↓↓↓

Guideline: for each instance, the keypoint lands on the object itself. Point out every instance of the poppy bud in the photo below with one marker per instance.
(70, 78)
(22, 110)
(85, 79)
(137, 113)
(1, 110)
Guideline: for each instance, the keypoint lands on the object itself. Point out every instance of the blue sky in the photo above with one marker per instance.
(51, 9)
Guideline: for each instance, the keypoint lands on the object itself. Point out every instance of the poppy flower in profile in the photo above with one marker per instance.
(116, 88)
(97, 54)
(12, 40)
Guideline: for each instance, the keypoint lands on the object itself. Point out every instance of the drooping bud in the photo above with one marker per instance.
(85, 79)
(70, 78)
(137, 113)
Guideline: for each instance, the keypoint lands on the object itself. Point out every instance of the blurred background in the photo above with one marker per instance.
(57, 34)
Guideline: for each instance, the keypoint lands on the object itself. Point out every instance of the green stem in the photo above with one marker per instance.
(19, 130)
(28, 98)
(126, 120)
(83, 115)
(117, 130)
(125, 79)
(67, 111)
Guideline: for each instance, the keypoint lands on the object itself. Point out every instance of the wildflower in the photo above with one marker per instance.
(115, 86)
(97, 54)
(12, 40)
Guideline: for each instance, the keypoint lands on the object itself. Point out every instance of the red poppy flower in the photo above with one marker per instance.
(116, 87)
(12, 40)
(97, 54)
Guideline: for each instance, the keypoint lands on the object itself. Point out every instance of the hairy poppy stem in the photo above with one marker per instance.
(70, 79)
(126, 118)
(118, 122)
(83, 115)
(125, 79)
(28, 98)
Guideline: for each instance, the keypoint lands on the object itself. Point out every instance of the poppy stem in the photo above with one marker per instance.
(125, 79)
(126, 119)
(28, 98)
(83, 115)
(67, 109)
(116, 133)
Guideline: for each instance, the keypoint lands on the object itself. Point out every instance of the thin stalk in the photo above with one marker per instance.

↑↑↑

- [TASK BRIEF]: Lay out all of the material above as a JSON list of strings, one string per line, and leave out any blank lines.

- [TASK ANSWER]:
[
  "Guideline: for each instance, the keypoint lands on the object itself. Point out every instance of the poppy bud in the photo below with one marker per instance.",
  "(70, 78)",
  "(22, 110)",
  "(85, 79)",
  "(137, 113)",
  "(1, 110)",
  "Guideline: for each instance, the keypoint lands on the object itself. Point out every instance of the blue sky in the photo above with one marker per instance.",
  "(51, 9)",
  "Guideline: for each instance, the keypoint lands on the object itself. Point out every instance of the poppy flower in profile in the photo above with one marker per instance.",
  "(116, 88)",
  "(97, 54)",
  "(12, 40)",
  "Guideline: for each instance, the keypoint lands on the object itself. Point out every instance of the drooping bud in the photo above with one marker per instance.",
  "(85, 79)",
  "(70, 78)",
  "(137, 113)",
  "Guideline: for each instance, the keypoint lands on the object itself. Point out every instance of the blurred background in the photo above with one marker per instance.",
  "(57, 34)",
  "Guideline: for each instance, the keypoint lands on the object itself. Point out every instance of the green stem in the photo above with one marker per instance.",
  "(19, 130)",
  "(28, 98)",
  "(126, 120)",
  "(83, 115)",
  "(117, 130)",
  "(125, 79)",
  "(67, 111)",
  "Guideline: for each instance, the keypoint lands on the object itself. Point out every instance of the wildflower in the photo above with one marker per instance.",
  "(115, 86)",
  "(97, 54)",
  "(12, 40)",
  "Guideline: for each instance, the keypoint lands on the object itself. Point out every instance of the red poppy flower in the photo above with one marker per instance.",
  "(116, 87)",
  "(12, 40)",
  "(97, 54)",
  "Guideline: for each instance, the keypoint lands on the object itself. Point out every instance of the hairy poppy stem in the photo above with one marker per instance.",
  "(70, 79)",
  "(126, 118)",
  "(118, 122)",
  "(83, 115)",
  "(125, 79)",
  "(28, 98)",
  "Guideline: for each instance, the keypoint lands on the object itself. Point out every instance of the poppy stem in the photo above with one marker per instance.",
  "(125, 79)",
  "(126, 119)",
  "(28, 98)",
  "(83, 115)",
  "(67, 109)",
  "(116, 133)",
  "Guideline: for each instance, the keypoint lands on the object itself. Point out every instance of the thin stalk in the photo above with one marker per instance."
]